#### [Task]
Below are entries; print them exactly from the first line through the one containing "(format x=239, y=38)".

━━━━━━━━━━

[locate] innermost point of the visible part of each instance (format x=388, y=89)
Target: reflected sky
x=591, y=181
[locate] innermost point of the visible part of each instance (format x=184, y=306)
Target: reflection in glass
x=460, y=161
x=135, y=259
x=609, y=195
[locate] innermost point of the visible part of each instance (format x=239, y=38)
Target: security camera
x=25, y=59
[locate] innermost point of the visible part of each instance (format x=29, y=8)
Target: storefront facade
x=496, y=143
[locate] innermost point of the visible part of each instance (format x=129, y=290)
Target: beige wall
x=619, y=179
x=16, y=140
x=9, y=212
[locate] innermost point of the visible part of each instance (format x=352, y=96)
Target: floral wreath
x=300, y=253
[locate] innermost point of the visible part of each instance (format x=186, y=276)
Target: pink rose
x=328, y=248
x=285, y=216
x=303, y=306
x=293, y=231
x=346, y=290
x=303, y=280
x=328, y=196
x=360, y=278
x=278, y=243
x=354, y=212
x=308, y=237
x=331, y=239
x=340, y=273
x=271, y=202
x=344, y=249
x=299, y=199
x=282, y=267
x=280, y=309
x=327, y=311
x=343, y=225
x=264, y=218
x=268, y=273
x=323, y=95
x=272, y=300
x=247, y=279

━━━━━━━━━━

#### [Solution for this problem]
[locate] innermost point of the visible part of each instance (format x=388, y=89)
Target: reflected sky
x=591, y=181
[locate] innermost point of the visible part of each instance (format x=184, y=306)
Target: reflection in glass
x=460, y=161
x=135, y=259
x=609, y=195
[locate] innermost point of the visible part of each instance (format x=239, y=38)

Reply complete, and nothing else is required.